▶ **WRITTEN EXERCISE**: List every line below that contains the word "noun". Only matches with the same capitalization count.

▶ **ENTRIES SUPPLIED**:
---

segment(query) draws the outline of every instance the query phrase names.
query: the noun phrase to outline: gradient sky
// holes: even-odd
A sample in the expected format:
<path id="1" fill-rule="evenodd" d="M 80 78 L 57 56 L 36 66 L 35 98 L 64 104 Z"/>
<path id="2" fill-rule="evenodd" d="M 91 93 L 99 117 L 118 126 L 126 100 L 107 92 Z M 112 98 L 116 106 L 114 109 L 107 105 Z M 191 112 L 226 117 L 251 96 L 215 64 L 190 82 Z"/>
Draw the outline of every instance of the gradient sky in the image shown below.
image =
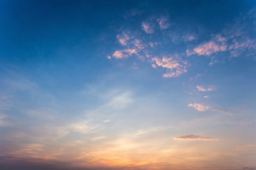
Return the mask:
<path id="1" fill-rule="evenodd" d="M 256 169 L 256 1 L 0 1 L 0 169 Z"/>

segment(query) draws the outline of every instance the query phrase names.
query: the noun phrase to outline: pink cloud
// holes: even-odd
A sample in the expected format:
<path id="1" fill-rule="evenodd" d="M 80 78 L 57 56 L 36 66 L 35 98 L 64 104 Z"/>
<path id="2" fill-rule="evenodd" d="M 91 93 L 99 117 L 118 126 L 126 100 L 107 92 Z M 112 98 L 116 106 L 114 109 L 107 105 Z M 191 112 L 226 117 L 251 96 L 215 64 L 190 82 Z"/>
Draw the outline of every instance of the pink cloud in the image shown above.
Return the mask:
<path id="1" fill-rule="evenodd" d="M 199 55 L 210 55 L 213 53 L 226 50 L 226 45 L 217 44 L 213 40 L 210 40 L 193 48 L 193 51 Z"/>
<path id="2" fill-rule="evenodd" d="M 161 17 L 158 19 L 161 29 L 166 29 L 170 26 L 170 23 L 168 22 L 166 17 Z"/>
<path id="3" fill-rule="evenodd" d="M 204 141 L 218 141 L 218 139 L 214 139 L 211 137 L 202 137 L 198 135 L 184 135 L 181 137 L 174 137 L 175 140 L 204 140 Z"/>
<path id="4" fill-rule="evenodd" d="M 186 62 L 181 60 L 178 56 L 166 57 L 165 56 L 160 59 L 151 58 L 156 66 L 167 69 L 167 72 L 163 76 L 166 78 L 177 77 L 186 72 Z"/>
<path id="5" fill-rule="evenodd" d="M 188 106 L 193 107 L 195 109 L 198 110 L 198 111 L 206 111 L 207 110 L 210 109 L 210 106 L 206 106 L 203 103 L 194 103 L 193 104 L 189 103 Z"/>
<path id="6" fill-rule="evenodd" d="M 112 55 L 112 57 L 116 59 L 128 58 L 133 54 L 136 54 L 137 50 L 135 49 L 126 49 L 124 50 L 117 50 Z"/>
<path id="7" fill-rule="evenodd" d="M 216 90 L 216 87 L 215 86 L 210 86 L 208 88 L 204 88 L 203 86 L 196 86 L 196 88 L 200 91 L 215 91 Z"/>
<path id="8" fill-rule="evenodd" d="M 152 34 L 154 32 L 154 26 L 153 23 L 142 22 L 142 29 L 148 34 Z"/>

---

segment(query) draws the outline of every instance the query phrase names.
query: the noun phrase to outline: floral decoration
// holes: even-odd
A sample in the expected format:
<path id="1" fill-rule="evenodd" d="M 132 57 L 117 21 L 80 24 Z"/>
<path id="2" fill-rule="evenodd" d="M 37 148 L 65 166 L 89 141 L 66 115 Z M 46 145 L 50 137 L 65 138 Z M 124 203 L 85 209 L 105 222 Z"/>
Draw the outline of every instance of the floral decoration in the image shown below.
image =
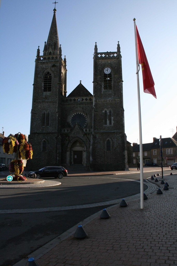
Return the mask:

---

▶ **FINISHED ANSWER**:
query: the noun phrase to outline: gradient sky
query: the noun phrase to outline: pink cloud
query: the noun phrase to outline: floral decoration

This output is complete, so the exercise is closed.